[WHAT YOU ARE ASKED TO DO] Put each line of the records below into a JSON array of strings, one string per line, with blank lines omitted.

[RECORDS SHOWN]
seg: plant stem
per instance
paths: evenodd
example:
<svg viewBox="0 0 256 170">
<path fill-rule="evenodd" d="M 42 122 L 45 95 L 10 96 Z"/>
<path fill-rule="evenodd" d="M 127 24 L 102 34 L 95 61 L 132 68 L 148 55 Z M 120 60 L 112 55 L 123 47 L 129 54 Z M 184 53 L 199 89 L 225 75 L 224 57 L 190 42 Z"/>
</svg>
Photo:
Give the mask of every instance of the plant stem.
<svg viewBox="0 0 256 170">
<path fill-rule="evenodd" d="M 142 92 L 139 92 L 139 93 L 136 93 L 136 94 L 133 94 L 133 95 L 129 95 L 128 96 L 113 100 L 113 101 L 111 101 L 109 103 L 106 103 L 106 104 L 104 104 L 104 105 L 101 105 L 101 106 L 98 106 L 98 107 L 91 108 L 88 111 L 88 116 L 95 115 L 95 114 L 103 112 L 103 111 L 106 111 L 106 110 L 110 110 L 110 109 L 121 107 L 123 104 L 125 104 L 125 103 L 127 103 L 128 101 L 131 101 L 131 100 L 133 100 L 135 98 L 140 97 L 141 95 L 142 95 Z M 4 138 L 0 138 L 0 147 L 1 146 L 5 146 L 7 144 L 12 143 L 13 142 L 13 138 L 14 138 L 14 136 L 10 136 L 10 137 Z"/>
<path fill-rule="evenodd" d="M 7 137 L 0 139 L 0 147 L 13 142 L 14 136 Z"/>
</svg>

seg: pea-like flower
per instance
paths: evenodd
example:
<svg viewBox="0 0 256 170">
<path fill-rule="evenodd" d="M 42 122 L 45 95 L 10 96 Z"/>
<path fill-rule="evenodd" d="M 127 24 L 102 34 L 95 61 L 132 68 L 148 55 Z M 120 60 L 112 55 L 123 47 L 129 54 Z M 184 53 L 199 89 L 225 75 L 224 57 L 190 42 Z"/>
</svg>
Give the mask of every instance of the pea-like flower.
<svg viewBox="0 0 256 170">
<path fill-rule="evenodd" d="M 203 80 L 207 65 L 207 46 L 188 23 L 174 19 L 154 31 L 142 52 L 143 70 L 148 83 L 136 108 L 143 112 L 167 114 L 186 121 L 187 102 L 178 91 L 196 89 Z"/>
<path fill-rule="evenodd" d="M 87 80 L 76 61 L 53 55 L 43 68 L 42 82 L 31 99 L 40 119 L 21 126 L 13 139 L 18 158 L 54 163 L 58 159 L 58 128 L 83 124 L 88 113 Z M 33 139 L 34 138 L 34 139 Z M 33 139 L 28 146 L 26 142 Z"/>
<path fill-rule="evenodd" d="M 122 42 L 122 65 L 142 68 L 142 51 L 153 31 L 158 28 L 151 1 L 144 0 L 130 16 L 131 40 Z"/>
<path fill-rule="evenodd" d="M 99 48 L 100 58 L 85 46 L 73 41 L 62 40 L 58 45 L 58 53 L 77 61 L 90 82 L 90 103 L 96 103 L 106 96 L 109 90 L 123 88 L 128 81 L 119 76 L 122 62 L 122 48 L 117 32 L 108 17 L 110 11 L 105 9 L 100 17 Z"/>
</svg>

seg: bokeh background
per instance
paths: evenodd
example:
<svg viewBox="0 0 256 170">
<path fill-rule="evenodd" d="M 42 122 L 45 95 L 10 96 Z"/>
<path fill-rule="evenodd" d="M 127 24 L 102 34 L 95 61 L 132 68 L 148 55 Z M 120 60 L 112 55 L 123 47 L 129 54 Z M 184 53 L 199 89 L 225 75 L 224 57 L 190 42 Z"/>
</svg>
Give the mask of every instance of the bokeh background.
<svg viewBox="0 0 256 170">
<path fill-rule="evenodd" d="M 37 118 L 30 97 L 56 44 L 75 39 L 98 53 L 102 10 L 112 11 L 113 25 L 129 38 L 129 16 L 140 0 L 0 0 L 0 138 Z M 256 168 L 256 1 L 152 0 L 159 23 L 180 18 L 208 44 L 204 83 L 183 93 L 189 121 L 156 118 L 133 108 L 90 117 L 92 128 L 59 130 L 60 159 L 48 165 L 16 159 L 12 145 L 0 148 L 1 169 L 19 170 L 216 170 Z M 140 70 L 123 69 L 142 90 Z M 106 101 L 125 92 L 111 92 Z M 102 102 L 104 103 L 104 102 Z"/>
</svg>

[TASK RESPONSE]
[
  "seg: plant stem",
  "per instance",
  "paths: evenodd",
  "example:",
  "<svg viewBox=\"0 0 256 170\">",
  "<path fill-rule=\"evenodd\" d=\"M 42 122 L 45 95 L 10 96 Z\"/>",
  "<path fill-rule=\"evenodd\" d=\"M 127 24 L 102 34 L 95 61 L 132 68 L 148 55 Z M 120 60 L 112 55 L 123 47 L 129 54 Z M 184 53 L 199 89 L 225 75 L 224 57 L 190 42 Z\"/>",
  "</svg>",
  "Photo:",
  "Give the mask of every instance of the plant stem.",
  "<svg viewBox=\"0 0 256 170\">",
  "<path fill-rule=\"evenodd\" d=\"M 142 92 L 139 92 L 139 93 L 136 93 L 136 94 L 133 94 L 133 95 L 129 95 L 128 96 L 113 100 L 113 101 L 111 101 L 109 103 L 106 103 L 106 104 L 104 104 L 104 105 L 101 105 L 101 106 L 98 106 L 98 107 L 91 108 L 88 111 L 88 116 L 95 115 L 95 114 L 103 112 L 103 111 L 106 111 L 106 110 L 110 110 L 110 109 L 121 107 L 123 104 L 125 104 L 125 103 L 127 103 L 128 101 L 131 101 L 131 100 L 133 100 L 135 98 L 140 97 L 141 95 L 142 95 Z M 4 138 L 0 138 L 0 147 L 1 146 L 5 146 L 7 144 L 12 143 L 13 142 L 13 138 L 14 138 L 14 136 L 10 136 L 10 137 Z\"/>",
  "<path fill-rule=\"evenodd\" d=\"M 7 137 L 0 139 L 0 147 L 13 142 L 14 136 Z\"/>",
  "</svg>",
  "seg: pea-like flower",
  "per instance",
  "paths: evenodd",
  "example:",
  "<svg viewBox=\"0 0 256 170\">",
  "<path fill-rule=\"evenodd\" d=\"M 42 122 L 45 95 L 10 96 Z\"/>",
  "<path fill-rule=\"evenodd\" d=\"M 127 24 L 102 34 L 95 61 L 132 68 L 148 55 Z M 120 60 L 112 55 L 123 47 L 129 54 Z M 184 53 L 199 89 L 225 75 L 224 57 L 190 42 Z\"/>",
  "</svg>",
  "Give the mask of every instance of the pea-like flower.",
  "<svg viewBox=\"0 0 256 170\">",
  "<path fill-rule=\"evenodd\" d=\"M 203 80 L 207 65 L 207 46 L 188 23 L 174 19 L 154 31 L 142 52 L 143 70 L 148 83 L 136 108 L 143 112 L 167 114 L 186 121 L 187 102 L 178 91 L 196 89 Z\"/>",
  "<path fill-rule=\"evenodd\" d=\"M 87 80 L 76 61 L 53 55 L 43 68 L 42 82 L 31 99 L 40 119 L 21 126 L 13 139 L 18 158 L 54 163 L 58 159 L 58 128 L 83 124 L 88 113 Z M 33 139 L 34 138 L 34 139 Z M 33 139 L 28 146 L 26 142 Z\"/>",
  "<path fill-rule=\"evenodd\" d=\"M 122 42 L 122 65 L 142 68 L 142 51 L 153 31 L 158 28 L 151 1 L 144 0 L 130 16 L 131 40 Z\"/>",
  "<path fill-rule=\"evenodd\" d=\"M 99 48 L 100 58 L 85 46 L 73 41 L 62 40 L 58 45 L 58 53 L 77 61 L 90 82 L 90 103 L 96 103 L 106 96 L 109 90 L 123 88 L 128 81 L 119 76 L 122 62 L 122 48 L 117 32 L 108 17 L 110 11 L 105 9 L 100 17 Z\"/>",
  "</svg>",
  "seg: bokeh background",
  "per instance",
  "paths: evenodd",
  "example:",
  "<svg viewBox=\"0 0 256 170\">",
  "<path fill-rule=\"evenodd\" d=\"M 42 122 L 45 95 L 10 96 Z\"/>",
  "<path fill-rule=\"evenodd\" d=\"M 127 24 L 102 34 L 95 61 L 132 68 L 148 55 Z M 120 60 L 112 55 L 123 47 L 129 54 Z M 184 53 L 199 89 L 225 75 L 224 57 L 190 42 Z\"/>",
  "</svg>",
  "Give the mask of every instance of the bokeh background.",
  "<svg viewBox=\"0 0 256 170\">",
  "<path fill-rule=\"evenodd\" d=\"M 37 118 L 30 97 L 56 44 L 75 39 L 98 53 L 102 10 L 112 11 L 113 25 L 129 38 L 129 16 L 140 0 L 0 0 L 0 138 Z M 256 168 L 256 1 L 152 0 L 159 23 L 180 18 L 208 44 L 204 83 L 183 93 L 189 121 L 156 118 L 133 108 L 90 117 L 92 128 L 59 130 L 60 159 L 48 165 L 16 159 L 12 145 L 0 148 L 1 169 L 19 170 L 216 170 Z M 140 70 L 123 69 L 142 90 Z M 106 101 L 125 92 L 111 92 Z M 102 102 L 104 103 L 104 102 Z\"/>",
  "</svg>"
]